- TEXTE EXTRAIT
Après les chaleurs, nous dit-on étouffantes, qui ont précédé notre arrivée, le ciel filtre ses ardeurs de voiles impalpables. Il fait toujours chaud mais une diffuse menace s'est emparée de la vieille ville encore déserte en cette matinée de fête de l'Aïd el Kébir. L'hécatombe imminente des moutons s'accompagne de la mort programmée d'un été attardé.

29 oct 2012

La ville rouge sommeille encore dans l'illusion d'un été inaltérable lorsque ce matin-là, très tôt, nous prenons la route vers Essaouira.
A mi-chemin, après la halte de thé et de galettes au miel de Chichaoua, sans crier gare, le ciel soudain s'obscurcit et, avec une violence inouïe des trombes d'eau nous volent le paysage des collines peuplées d'arganiers.
L'arrivée dans la ville océane, où la chaussée inondée essaie de rendre aux nues l'eau reçue en giclures crissantes sous les roues, se présente comme la célébration, dans un monde amphibie, des noces du ciel et de la terre dans la plus totale confusion des éléments.

 30 oct 2012 (7)

Arrivée retardée par une avancée difficile, nous nous installons directement dans notre habituel restaurant de poissons où la véranda qui surplombe la mer est close, bien heureusement, car, soulevée par des rafales coléreuses, la houle se heurte contre les vitres calfeutrées au gré d'un vent contre lequel luttent avec obstination les quelques goélands suffisamment téméraires pour se risquer à un envol ; tout le déjeuner sera rythmé par les attaques furieuses, et je dois dire que cette vision insolite d'un Maroc si peu conforme à sa réputation, est d'une intense beauté.
A la sortie, Whisky, le vieux chien de l'établissement, est sorti de son abri et, tout perlé de bruine, adresse un salut intérieur à la rémission qui nous permettra de déambuler dans le port où se détache la silhouette de la sentinelle ailée scrutant le fatras secoué des bateaux tous à quai.

30 oct 2012 (5)30 oct 2012 (14)30 oct 2012 (6)

Aucun bateau n'a pris la mer, les sardiniers lestés d'eau attendent des temps plus cléments.
Illusion trompeuse, peut-être pour freiner l'impatience des fendeurs de vagues, le sol détrempé offre à leur inactivité forcée le miroir de leurs rêves de traversées heurtés au rempart de la tempête.
De temps en temps la touche d'un bleu fugitif farde le ciel d'une touche de gaîté, mais les nuages bas poussés par l'obstination des souffles ont vite fait de rendre au gris sa souveraineté incontestée.
Les mailles des filets sagement rangés et lestés n'emprisonneront pas de quelques temps les victimes de leurs rapines.

- DONNÉES FOURNIES
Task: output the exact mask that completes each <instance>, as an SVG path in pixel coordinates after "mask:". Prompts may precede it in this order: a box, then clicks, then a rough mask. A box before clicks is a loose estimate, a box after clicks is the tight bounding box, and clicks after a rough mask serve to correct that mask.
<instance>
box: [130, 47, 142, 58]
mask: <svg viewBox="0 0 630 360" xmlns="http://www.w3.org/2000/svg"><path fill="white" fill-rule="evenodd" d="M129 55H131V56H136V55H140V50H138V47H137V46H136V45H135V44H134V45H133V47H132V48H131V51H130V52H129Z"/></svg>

- CONSIGNES DE L'EXERCICE
[A] Recopiez, s'il vous plaît, le passage du récit sur Essaouira qui va de « Illusion trompeuse, peut-être » jusqu'à « sa souveraineté incontestée. » inclus.
[B] Réécrivez plus brièvement le paragraphe du récit sur Essaouira qui commence par « Arrivée retardée par une avancée difficile » en gardant ses faits principaux.
[C] Écrivez la suite du récit sur Essaouira à partir de sa dernière phrase.

- RÉPONSES PAR CONSIGNE
[A]
Illusion trompeuse, peut-être pour freiner l'impatience des fendeurs de vagues, le sol détrempé offre à leur inactivité forcée le miroir de leurs rêves de traversées heurtés au rempart de la tempête.
De temps en temps la touche d'un bleu fugitif farde le ciel d'une touche de gaîté, mais les nuages bas poussés par l'obstination des souffles ont vite fait de rendre au gris sa souveraineté incontestée.

[B] Retardés par une route difficile, nous allons directement déjeuner dans notre restaurant de poissons habituel. Heureusement, sa véranda au-dessus de la mer est fermée. Poussée par des rafales, la houle frappe les vitres, et quelques goélands luttent contre le vent. Ces assauts rythment tout le repas. Cette vision d'un Maroc si éloigné de sa réputation est d'une intense beauté.

[C]
30 oct 2012 (12)

30 oct 2012 (11)30 oct 2012 (13)

Habituellement  les lieux fourmillent de gens qui vivent de la pêche et de touristes, les pêcheurs reprisent les filets des retours en vue de nouveaux départs, les poissons fraîchement débarqués scintillent sur le sol où ils sont triés et vendus, à la fièvre des arrivées chargées de la manne marine répond celle des partances prometteuses, les petits restaurants embaument l'atmosphère et les chantiers navals où sont construits encore à la main, pour combien de temps encore ?, les boutres hauturiers, retentissent des bruits de scies et de maillets rythmés par les clameurs des ouvriers.
On a du mal, dans cette désolation à la Chirico d'imaginer le kaléïdoscope de mouvements et de couleurs, et c'est un bonheur soudain que d'apercevoir un témoignage d'activité humaine avec ce téméraire botté dont le harnachement ne met aucun obstacle à son agilité.
Les chantiers aux planches luisantes gorgées d'eau restent, eux, désespérément vides. seules les alternances mouvantes d'ombres et de lumières donnent de la vie aux coques colorées.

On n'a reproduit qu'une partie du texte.